Source excerpt:
DusanJovic-NOAA · 2024-10-04T13:43:02Z

tests/compile.sh

@@ -95,7 +98,7 @@ export SUITES
 set -ex

 # Valid applications
-if [[ ${MACHINE_ID} != gaea ]] || [[ ${RT_COMPILER} != intelllvm ]]; then # skip MOM6SOLO on gaea with intelllvm
+if [[ ${MACHINE_ID} != gaea-c5 && ${MACHINE_ID} != gaea-c6 ]] || [[ ${RT_COMPILER} != intelllvm ]]; then # skip MOM6SOLO on gaea with intelllvm


Why do we even need this logic here, adding or not adding -DMOM6SOLO=ON? As far as I know, we do not regression test MOM6SOLO. Can we remove this block of code entirely from this script?

Good question. It was added there for a reason, and I don't recall if we ever RT'd MOM6SOLO. @junwang-noaa do you recall what this block of code was used for?

If I remember correctly, this is to support standalone MOM testing. @jiandewang Do you know why MOM6 SOLO does not work on gaea?

Collected material:

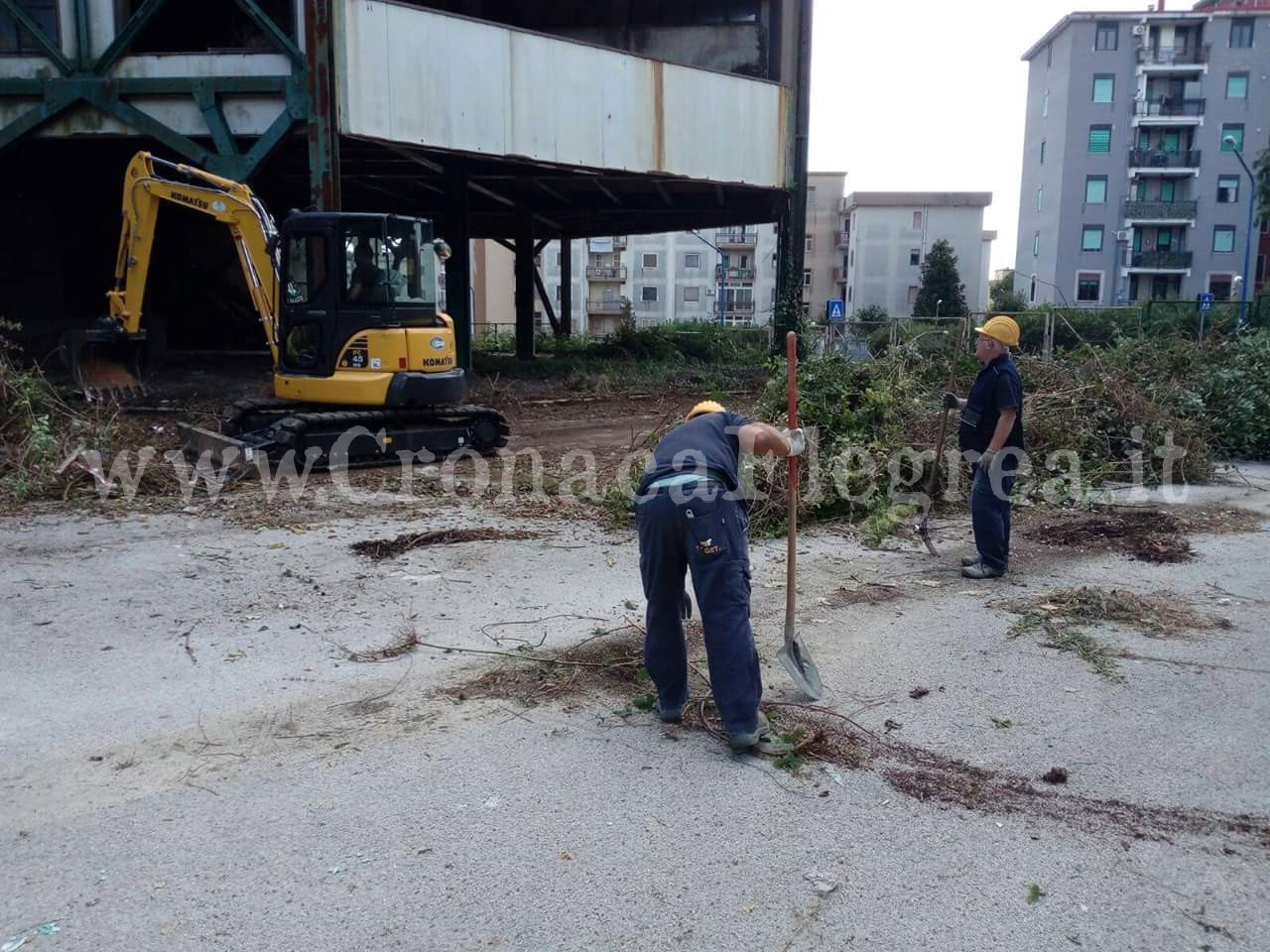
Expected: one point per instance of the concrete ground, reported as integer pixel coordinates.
(190, 761)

Written exercise 1: Copy from the code review excerpt the passage starting with "DusanJovic-NOAA · 2024-10-04T13:43:02Z" and going on through "from this script?", word for word.
Written exercise 2:
Answer these questions using the code review excerpt:
(a) Which script file does the change apply to?
(b) Which compiler is named in the condition for skipping MOM6SOLO on gaea?
(c) According to the final reply, what does the block of code support?
Written exercise 3: Give every user handle that appears in the code review excerpt, counting the one on the author line.

Complete answer 1:
DusanJovic-NOAA · 2024-10-04T13:43:02Z

tests/compile.sh

@@ -95,7 +98,7 @@ export SUITES
 set -ex

 # Valid applications
-if [[ ${MACHINE_ID} != gaea ]] || [[ ${RT_COMPILER} != intelllvm ]]; then # skip MOM6SOLO on gaea with intelllvm
+if [[ ${MACHINE_ID} != gaea-c5 && ${MACHINE_ID} != gaea-c6 ]] || [[ ${RT_COMPILER} != intelllvm ]]; then # skip MOM6SOLO on gaea with intelllvm


Why do we even need this logic here, adding or not adding -DMOM6SOLO=ON? As far as I know, we do not regression test MOM6SOLO. Can we remove this block of code entirely from this script?

Complete answer 2:
(a) tests/compile.sh
(b) intelllvm
(c) Standalone MOM testing

Complete answer 3:
DusanJovic-NOAA
junwang-noaa
jiandewang